▸ **Prompt**: Please reproduce only the rows that begin at the line containing "Could you please spot the white window" and run through the end of the rows, requests included. Multiply every point coordinate in the answers by 2.4 and round each result to a whole number, with halves rounded up.

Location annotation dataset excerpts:
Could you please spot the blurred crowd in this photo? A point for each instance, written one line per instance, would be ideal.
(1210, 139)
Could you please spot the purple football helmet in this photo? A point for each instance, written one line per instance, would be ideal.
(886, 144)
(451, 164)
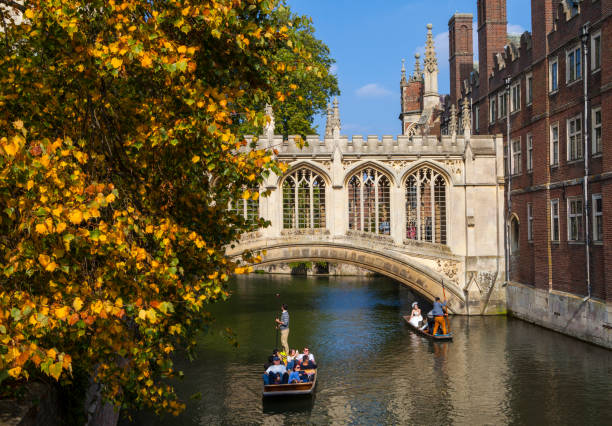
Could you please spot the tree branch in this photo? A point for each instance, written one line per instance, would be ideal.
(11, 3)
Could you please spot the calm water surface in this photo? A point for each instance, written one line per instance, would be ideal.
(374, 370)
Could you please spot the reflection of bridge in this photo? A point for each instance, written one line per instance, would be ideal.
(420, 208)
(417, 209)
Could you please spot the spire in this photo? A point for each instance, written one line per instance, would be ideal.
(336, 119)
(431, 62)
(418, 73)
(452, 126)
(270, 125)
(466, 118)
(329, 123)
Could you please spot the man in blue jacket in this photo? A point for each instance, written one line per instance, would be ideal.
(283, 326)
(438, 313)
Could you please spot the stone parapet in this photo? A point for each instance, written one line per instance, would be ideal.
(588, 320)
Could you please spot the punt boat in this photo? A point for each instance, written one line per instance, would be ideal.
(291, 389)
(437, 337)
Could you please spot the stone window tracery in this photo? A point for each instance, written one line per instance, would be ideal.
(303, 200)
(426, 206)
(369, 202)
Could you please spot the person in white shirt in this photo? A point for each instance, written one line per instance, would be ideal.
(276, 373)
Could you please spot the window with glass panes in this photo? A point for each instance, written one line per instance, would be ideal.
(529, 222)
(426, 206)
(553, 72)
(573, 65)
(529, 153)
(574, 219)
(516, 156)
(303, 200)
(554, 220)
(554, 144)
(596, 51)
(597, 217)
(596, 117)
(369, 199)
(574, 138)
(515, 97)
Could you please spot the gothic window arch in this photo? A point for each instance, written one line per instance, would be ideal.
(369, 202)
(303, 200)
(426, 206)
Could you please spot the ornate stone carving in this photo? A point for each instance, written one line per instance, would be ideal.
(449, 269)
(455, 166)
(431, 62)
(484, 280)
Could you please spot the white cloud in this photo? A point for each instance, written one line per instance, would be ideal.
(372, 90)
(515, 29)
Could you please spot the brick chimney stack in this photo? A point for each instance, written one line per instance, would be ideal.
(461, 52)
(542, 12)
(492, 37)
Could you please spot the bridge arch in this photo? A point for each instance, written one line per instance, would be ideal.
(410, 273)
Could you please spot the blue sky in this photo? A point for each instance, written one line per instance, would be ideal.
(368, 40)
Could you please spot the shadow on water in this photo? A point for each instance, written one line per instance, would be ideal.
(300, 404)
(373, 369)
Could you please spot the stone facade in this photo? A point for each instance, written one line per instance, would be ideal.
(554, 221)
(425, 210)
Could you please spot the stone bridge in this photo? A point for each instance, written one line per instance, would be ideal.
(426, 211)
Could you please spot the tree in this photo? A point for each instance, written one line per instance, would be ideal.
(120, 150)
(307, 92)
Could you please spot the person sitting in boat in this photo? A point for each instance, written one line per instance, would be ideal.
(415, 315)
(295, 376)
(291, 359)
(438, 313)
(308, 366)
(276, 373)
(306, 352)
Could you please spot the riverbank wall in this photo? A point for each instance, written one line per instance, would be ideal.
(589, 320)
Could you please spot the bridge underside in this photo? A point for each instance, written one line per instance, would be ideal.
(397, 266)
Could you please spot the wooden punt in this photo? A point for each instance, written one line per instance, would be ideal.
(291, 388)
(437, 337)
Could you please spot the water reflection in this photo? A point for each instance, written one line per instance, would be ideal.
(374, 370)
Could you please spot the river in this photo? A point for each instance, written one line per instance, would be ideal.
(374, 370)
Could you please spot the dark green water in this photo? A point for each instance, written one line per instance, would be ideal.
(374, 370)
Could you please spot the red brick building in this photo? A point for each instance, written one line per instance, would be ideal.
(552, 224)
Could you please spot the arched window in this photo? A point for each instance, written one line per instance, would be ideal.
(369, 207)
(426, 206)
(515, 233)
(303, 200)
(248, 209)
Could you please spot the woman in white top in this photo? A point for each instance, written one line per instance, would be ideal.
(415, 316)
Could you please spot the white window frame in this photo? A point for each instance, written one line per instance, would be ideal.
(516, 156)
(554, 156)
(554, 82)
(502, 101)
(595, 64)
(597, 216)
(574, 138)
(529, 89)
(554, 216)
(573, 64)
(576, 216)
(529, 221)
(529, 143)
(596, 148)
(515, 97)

▸ **Written solution**:
Could you please spot the white window frame in this photo? A point for each instance, written one line per instance, would be ideal.
(1238, 374)
(1330, 374)
(1330, 197)
(1205, 242)
(1428, 154)
(1433, 518)
(1378, 331)
(1270, 214)
(1330, 518)
(1375, 154)
(1382, 518)
(1270, 530)
(1270, 343)
(1430, 355)
(1236, 233)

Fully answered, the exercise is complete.